▸ **WHAT YOU HAVE TO DO**: Recast the data from the line with "52), (592, 62)." up to and including the line with "(408, 443), (733, 680)" as a Markdown table with the columns Row and Line. Omit blank lines.

▸ **AVAILABLE DATA**:
━━━━━━━━━━

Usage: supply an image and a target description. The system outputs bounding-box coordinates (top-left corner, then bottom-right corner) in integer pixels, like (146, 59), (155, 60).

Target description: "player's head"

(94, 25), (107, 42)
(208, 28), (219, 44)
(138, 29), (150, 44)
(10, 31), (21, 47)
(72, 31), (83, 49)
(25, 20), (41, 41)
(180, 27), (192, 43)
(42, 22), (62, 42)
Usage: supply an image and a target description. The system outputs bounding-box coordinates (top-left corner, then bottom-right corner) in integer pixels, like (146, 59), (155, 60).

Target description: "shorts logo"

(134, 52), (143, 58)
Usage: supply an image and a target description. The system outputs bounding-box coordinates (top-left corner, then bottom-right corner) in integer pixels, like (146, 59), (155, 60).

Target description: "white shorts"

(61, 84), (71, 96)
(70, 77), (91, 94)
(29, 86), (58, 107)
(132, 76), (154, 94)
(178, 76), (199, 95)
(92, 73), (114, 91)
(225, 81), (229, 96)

━━━━━━━━━━

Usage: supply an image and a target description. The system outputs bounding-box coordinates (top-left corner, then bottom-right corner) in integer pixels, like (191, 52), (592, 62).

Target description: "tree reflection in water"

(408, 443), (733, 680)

━━━━━━━━━━

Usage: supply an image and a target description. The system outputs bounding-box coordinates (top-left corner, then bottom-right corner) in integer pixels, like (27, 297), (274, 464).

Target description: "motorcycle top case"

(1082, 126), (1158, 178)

━━━━━━━━━━

▸ **FINAL RESULT**:
| Row | Line |
|---|---|
| 1 | Usage: supply an image and a target description. The system outputs bounding-box coordinates (top-left corner, then bottom-right corner) in integer pixels, like (191, 52), (592, 62). |
| 2 | Target description: "tree reflection in water" |
| 3 | (408, 443), (733, 680) |